> Records to use
(begin)

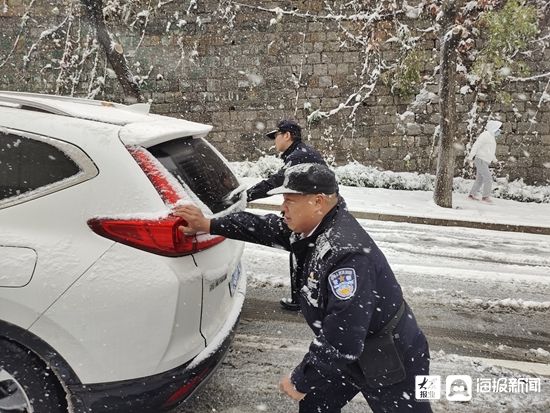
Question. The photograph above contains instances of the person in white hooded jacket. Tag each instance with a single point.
(482, 154)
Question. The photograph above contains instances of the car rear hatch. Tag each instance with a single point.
(205, 175)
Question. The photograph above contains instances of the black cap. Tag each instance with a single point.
(287, 125)
(307, 178)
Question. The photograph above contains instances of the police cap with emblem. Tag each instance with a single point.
(307, 178)
(287, 125)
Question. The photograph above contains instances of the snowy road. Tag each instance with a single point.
(479, 296)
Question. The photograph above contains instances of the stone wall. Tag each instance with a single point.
(241, 68)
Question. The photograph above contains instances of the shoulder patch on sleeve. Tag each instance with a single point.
(343, 283)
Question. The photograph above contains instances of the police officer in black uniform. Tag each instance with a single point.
(288, 142)
(366, 337)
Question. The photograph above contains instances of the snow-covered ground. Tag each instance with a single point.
(481, 296)
(478, 285)
(420, 204)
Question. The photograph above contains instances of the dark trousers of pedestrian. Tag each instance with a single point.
(396, 398)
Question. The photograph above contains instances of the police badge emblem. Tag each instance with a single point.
(343, 283)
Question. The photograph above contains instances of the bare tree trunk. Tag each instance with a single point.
(443, 192)
(113, 50)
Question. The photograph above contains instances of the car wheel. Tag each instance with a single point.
(27, 385)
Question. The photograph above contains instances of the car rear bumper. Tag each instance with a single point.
(163, 391)
(156, 393)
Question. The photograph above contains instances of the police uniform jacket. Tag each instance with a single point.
(295, 154)
(347, 288)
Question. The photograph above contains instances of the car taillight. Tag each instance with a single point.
(184, 391)
(159, 236)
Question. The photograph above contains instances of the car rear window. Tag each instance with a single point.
(27, 164)
(195, 163)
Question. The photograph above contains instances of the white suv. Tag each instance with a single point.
(104, 305)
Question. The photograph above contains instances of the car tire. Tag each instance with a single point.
(26, 383)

(end)

> Exercise instructions
Copy out, unchanged, every line from the one containing "Question. The photograph above contains instances of the white" through the final line, both included.

> Exercise output
Question. The photograph above contains instances of the white suv. Tag each instance with a single point.
(104, 305)
Question. The photograph above contains instances of the car tire. Tag each instance with a single point.
(26, 383)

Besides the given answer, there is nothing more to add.